* [SOURCE EXTRACT]:
>>>>>
May 16, 1993|TERRY PRISTIN | Terry Pristin is a Times staff writer.

Chris Moore was having one of those adrenaline-inducing days that sometimes occur in Hollywood when the Industry is obsessed with a single topic.

Four people had called him that September, 1991, morning urging him to read a screenplay called "Extremely Violent." Each caller was telling the young agent that this combination action, fantasy and parody picture would be a perfect vehicle for Arnold Schwarzenegger.

Moore had never heard of screenwriters Zak Penn and Adam Leff, two neophytes less than a year and a half out of college, but he did what agents are programmed to do on such occasions. He picked up the phone.

"I don't know who you guys are," he told Penn. "I haven't read your script yet, but everyone in town is calling me about it."

The agent would later learn he had been set up. The buzz about "Extremely Violent" had been generated by low-level studio or agency employees he knew who also happened to be friends of Penn and Leff. Having failed to grab an agent's attention by more conventional means, the writing team had brazenly orchestrated a plan to transform their screenplay into a hot property and get themselves an agent.

By the time Moore discovered the truth, he had signed Penn and Leff as clients and was hardly in a position to object to the ruse. Under a new title, "The Last Action Hero," the screenplay did indeed become hot enough to launch a bidding war and eventually attract Schwarzenegger as both star and executive producer. It went on to form the backbone of a picture with one of the biggest price tags ever--an estimated $65 million to $80 million. Columbia Pictures will release "Last Action Hero" (the article was eventually dropped from the title) on June 18.

"Everyone should sell their script that way," said Moore (whose then-employer, Intertalent, was absorbed by International Creative Management), looking back on the writers' hustle.

Hollywood is filled with stories of screenwriters who toil in obscurity for years before making the big score. This is not one of those stories. For Penn and Leff, who got to know each other while taking a film appreciation course at Wesleyan University in Middletown, Conn., the struggle for recognition lasted only a matter of months.

Their careers did begin in the standard way, however, as they recalled during an interview in an office at 20th Century Fox, where they are finishing work on a script for "P.C.U.," a satire based on their experiences at one of the country's most politically correct campuses.
<<<<<
* [REQUIRED WORK]:
Answer these questions from the article on the writers of "Last Action Hero":
1. What was the screenplay called when agents first heard about it?
2. On what date will Columbia Pictures release the film?
3. In what setting did Penn and Leff get to know each other?
Rely only on the article above when answering.

Position identification records
>>>>>
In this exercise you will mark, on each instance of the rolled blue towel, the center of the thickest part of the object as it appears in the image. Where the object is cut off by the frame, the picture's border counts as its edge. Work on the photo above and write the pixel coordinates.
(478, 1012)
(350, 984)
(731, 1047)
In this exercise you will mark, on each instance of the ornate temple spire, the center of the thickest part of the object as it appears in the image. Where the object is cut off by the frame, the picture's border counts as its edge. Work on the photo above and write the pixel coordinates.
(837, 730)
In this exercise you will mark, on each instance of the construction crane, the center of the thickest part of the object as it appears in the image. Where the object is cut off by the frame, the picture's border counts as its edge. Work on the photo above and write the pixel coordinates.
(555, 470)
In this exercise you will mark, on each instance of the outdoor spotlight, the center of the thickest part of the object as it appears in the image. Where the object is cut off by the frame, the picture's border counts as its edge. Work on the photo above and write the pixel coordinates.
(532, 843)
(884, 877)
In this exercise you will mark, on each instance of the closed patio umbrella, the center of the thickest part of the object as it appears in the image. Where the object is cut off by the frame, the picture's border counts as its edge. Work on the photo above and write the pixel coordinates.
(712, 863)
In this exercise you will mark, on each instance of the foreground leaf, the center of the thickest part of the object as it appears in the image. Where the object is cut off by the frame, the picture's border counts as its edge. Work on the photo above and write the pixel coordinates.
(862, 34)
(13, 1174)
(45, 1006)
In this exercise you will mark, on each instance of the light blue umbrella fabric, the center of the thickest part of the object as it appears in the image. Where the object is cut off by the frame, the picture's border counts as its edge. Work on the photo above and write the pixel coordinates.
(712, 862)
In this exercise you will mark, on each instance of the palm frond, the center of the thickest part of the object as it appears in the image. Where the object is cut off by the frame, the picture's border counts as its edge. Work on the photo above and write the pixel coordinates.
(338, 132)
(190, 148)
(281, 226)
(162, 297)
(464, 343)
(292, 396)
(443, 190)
<<<<<
* [FINISHED EXERCISE]:
1. "Extremely Violent."
2. June 18.
3. While taking a film appreciation course at Wesleyan University in Middletown, Conn.